# ETL Pipeline Explanation

This notebook explains the ETL pipeline step by step.

## 1. Overall Flow
The pipeline:
1. **Extracts** data from multiple sources: a CSV file, an API, and a PostgreSQL database.
2. **Transforms** the data through cleaning, enrichment, and validation.
3. **Loads** the transformed data into a CSV file for storage or further analysis.
4. **Logs** each step of the process for monitoring.

## 2. Step-by-Step Explanation

### Extraction
The `extract_data` function gathers data from:
1. **CSV File**:
   - Attempts to read a local `data.csv` file.
   - If the file isn’t found, it logs the event and moves on.

2. **API**:
   - Calls a placeholder API (`https://jsonplaceholder.typicode.com/posts`).
   - If successful, converts the API response (JSON) into a pandas DataFrame.
   - Logs the success or failure of the request.

3. **PostgreSQL Database**:
   - Connects to the PostgreSQL database using provided credentials via `SQLAlchemy`.
   - Runs a SQL query (`SELECT ... FROM rnc_database LIMIT 100`) to fetch data.

WORK ORDER A |
In the ETL pipeline explanation, what does the `extract_data` function do when the local `data.csv` file isn't found?
The ETL pipeline explanation and the records come from unrelated sources.

[Collected data entries]
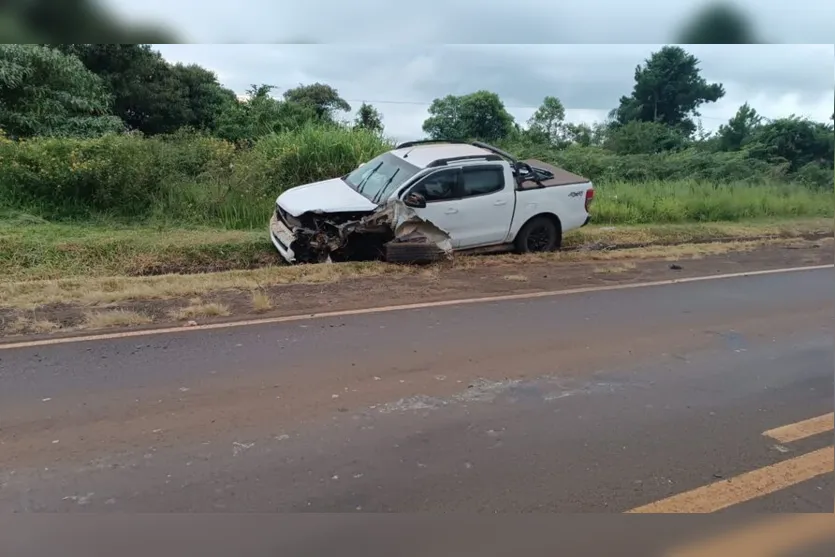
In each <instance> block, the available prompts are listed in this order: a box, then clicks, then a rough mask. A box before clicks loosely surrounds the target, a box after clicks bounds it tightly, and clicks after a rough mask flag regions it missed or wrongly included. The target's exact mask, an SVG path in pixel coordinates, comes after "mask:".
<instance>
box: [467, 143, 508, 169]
mask: <svg viewBox="0 0 835 557" xmlns="http://www.w3.org/2000/svg"><path fill="white" fill-rule="evenodd" d="M471 145H473V147H481V148H482V149H486V150H487V151H490V152H491V153H494V154H496V155H498V156H500V157H502V158H503V159H507V160H509V161H510V162H512V163H513V164H516V163H517V162H518V161H517V160H516V158H515V157H514V156H513V155H511V154H510V153H507V152H505V151H502V150H501V149H499V148H498V147H493V146H492V145H490V144H488V143H484V142H482V141H473V142H472V143H471Z"/></svg>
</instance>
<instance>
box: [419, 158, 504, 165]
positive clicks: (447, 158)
mask: <svg viewBox="0 0 835 557" xmlns="http://www.w3.org/2000/svg"><path fill="white" fill-rule="evenodd" d="M469 160H486V161H500V160H503V159H502V157H500V156H499V155H464V156H463V157H449V158H446V159H438V160H434V161H432V162H430V163H429V164H427V165H426V168H435V167H438V166H446V165H447V164H449V163H451V162H459V161H469Z"/></svg>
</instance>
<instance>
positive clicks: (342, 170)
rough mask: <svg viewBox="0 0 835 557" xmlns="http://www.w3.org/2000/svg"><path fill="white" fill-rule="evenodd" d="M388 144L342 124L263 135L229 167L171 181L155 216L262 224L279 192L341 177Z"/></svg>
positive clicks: (385, 149)
mask: <svg viewBox="0 0 835 557" xmlns="http://www.w3.org/2000/svg"><path fill="white" fill-rule="evenodd" d="M390 148H391V145H390V143H388V142H387V141H386V140H385V139H384V138H382V137H380V136H379V135H378V134H374V133H372V132H368V131H365V130H352V129H348V128H345V127H340V126H307V127H303V128H301V129H299V130H294V131H288V132H283V133H276V134H270V135H266V136H264V137H262V138H261V139H260V140H259V141H258V142H256V143H255V145H254V146H252V147H251V148H247V149H239V150H238V151H237V153H236V156H235V157H234V160H233V161H232V162H231V163H230V164H228V165H215V166H214V167H213V168H212V169H210V170H207V171H205V172H203V173H201V174H198V175H196V176H195V177H194V178H193V179H192V180H190V181H186V182H180V183H177V182H170V183H169V184H168V186H167V187H166V188H164V191H163V192H162V197H161V198H160V200H159V203H157V206H156V210H155V211H154V220H157V221H159V220H174V221H181V222H182V221H186V222H197V223H208V224H214V225H220V226H223V227H224V228H230V229H249V228H263V227H264V225H265V222H266V221H267V220H268V219H269V215H270V212H271V211H272V209H273V207H274V203H275V198H276V197H277V196H278V195H279V194H280V193H282V192H283V191H285V190H287V189H288V188H292V187H295V186H299V185H302V184H307V183H311V182H316V181H320V180H326V179H329V178H334V177H336V176H342V175H344V174H346V173H348V172H350V171H351V170H353V169H354V168H356V167H357V166H359V164H360V163H362V162H366V161H368V160H369V159H371V158H373V157H375V156H377V155H378V154H380V153H382V152H384V151H386V150H388V149H390Z"/></svg>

WORK ORDER B |
Extract every line of the records that contains the string "positive". Case counts.

SOLUTION A |
It logs the event and moves on.

SOLUTION B |
positive clicks: (447, 158)
positive clicks: (342, 170)
positive clicks: (385, 149)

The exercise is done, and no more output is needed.